ITEMS:
^^^^^^^^
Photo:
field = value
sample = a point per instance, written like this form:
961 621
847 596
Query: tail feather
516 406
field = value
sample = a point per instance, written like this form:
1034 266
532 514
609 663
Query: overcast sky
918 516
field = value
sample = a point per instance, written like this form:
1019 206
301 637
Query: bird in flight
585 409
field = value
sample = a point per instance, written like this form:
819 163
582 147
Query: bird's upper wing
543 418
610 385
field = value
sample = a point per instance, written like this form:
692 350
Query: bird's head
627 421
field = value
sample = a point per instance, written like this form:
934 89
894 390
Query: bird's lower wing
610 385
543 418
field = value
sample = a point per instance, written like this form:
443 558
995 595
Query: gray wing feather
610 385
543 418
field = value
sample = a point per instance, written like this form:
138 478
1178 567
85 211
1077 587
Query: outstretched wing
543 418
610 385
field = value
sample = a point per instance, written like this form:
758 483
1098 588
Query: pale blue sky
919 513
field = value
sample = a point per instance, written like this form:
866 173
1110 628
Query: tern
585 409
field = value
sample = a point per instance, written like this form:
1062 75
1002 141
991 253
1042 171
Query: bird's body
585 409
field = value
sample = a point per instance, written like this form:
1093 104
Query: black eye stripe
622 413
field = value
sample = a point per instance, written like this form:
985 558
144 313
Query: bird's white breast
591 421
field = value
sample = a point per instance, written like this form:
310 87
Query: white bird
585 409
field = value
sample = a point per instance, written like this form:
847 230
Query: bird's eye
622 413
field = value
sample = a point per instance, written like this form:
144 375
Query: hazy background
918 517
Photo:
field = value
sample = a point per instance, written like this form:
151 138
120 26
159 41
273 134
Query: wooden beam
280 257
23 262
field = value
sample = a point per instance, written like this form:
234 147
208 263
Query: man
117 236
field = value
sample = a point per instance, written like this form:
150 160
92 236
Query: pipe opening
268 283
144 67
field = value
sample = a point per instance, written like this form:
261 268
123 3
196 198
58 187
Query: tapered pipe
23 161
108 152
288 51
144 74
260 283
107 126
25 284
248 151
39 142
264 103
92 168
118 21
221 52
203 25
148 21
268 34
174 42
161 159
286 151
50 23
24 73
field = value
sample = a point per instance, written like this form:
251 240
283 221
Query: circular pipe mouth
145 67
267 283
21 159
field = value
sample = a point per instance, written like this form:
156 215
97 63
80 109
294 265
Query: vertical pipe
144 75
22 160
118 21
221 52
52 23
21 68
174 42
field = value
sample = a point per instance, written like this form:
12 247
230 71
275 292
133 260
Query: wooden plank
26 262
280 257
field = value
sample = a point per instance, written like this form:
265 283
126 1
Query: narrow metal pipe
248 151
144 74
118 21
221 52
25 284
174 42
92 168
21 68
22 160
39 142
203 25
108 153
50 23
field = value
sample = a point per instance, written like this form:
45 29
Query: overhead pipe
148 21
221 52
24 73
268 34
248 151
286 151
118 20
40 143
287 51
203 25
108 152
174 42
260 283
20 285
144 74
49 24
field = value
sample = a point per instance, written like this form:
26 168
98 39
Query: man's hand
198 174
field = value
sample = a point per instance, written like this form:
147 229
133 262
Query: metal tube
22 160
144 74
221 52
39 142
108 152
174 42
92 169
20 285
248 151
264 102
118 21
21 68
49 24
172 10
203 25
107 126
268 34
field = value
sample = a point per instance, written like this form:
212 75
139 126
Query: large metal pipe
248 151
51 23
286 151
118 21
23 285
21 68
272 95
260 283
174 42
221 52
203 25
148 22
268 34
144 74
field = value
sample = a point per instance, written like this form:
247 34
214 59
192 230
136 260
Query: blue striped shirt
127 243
^^^^^^^^
GIVEN PROBLEM: Reproduce all of the entries word for word.

WRITTEN ANSWER:
Photo:
field = value
sample = a point per instance, written like this form:
961 621
847 596
Query: tail feather
516 406
field = value
sample = a point per instance, written like this form:
1034 266
532 514
609 663
Query: overcast sky
918 516
field = value
sample = a point per instance, written like this form:
1019 206
301 637
Query: bird in flight
585 409
field = value
sample = a point per instance, written like this form:
819 163
582 147
Query: bird's upper wing
543 418
610 385
field = value
sample = a point per instance, written like this form:
692 350
Query: bird's head
627 421
field = value
sample = a point per instance, written like this form:
934 89
894 390
Query: bird's lower wing
610 385
543 418
field = value
sample = a point per instance, written like this form:
443 558
995 595
Query: gray wing feather
610 385
543 418
field = value
sample = a point per instance, written like this form:
138 478
1178 567
85 211
1077 587
Query: outstretched wing
543 418
610 385
field = value
sample = a point per instance, written like this form:
758 483
1098 588
Query: pale blue sky
919 513
field = value
sample = a point per instance, written like this form:
866 173
1110 628
Query: tern
585 409
field = value
sample = a point per instance, written like this form:
1062 75
1002 141
991 253
1042 171
Query: bird's body
585 409
field = value
sample = a point per instance, written like this form:
1093 104
Query: black eye stripe
622 413
field = value
sample = a point per instance, written like this form:
985 558
144 313
Query: bird's white breast
591 421
field = value
sample = a point per instance, written like this form:
310 87
Query: white bird
585 409
field = value
sample = a point per instance, written like this form:
847 230
Query: bird's eye
622 413
field = value
sample = a point per instance, written like this form:
144 375
Query: hazy background
918 517
Photo:
field = value
sample = a point per instance, written like this form:
151 138
120 26
159 41
273 134
Query: wooden beam
280 257
23 262
field = value
sample = a point per instance, written like this form:
234 147
208 263
Query: man
117 236
field = value
sample = a point per instance, written like this form:
150 160
92 236
Query: pipe opening
268 283
144 67
field = value
sample = a point per instance, written like this form:
261 268
123 3
196 198
58 187
Query: tapered pipe
23 161
108 152
288 51
144 74
260 283
107 126
25 284
248 151
39 142
264 103
92 168
118 21
221 52
203 25
148 21
268 34
174 42
161 159
286 151
50 23
24 73
field = value
sample = a point per instance, written like this form:
251 240
283 221
Query: circular pipe mouth
145 67
267 283
21 159
field = value
sample = a point per instance, written like this form:
156 215
97 63
80 109
294 265
Query: vertical pipe
144 75
22 160
118 21
221 52
52 23
21 68
174 42
field = value
sample = a point per instance, written like this form:
12 247
230 71
275 292
133 260
Query: wooden plank
26 262
280 257
field = value
sample = a point per instance, written like this form:
265 283
126 1
Query: narrow metal pipe
248 151
144 74
118 21
221 52
25 284
174 42
92 168
21 68
22 160
39 142
203 25
108 153
50 23
field = value
sample = a point per instance, written like this form:
45 29
Query: overhead pipe
148 21
221 52
24 73
268 34
248 151
286 151
118 20
40 143
287 51
203 25
108 152
174 42
260 283
20 285
144 74
49 24
field = value
sample = a point per instance, written like this form:
26 168
98 39
Query: man's hand
198 174
field = value
sample = a point per instance, written like this form:
147 229
133 262
Query: metal tube
22 160
144 74
221 52
39 142
108 152
174 42
92 169
20 285
248 151
264 102
118 21
21 68
49 24
172 10
203 25
107 126
268 34
field = value
sample = a point per instance, written like this form:
212 75
139 126
Query: large metal pipe
248 151
51 23
286 151
118 21
23 285
21 68
272 95
260 283
174 42
221 52
203 25
148 22
268 34
144 74
field = value
sample = a point per instance, written like this form:
247 34
214 59
192 230
136 260
Query: blue striped shirt
127 243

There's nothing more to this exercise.